Copy out every item below in full, requests included, and shift each answer's coordinates by adding 101 to every number.

***** Listed entries

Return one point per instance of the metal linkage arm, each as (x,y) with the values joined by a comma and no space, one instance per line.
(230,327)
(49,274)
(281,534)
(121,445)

**********

Task solution =>
Return one point per instance of the metal linkage arm, each as (x,y) with the values joined by a comma and no space, one instance per line.
(331,428)
(150,375)
(382,635)
(222,546)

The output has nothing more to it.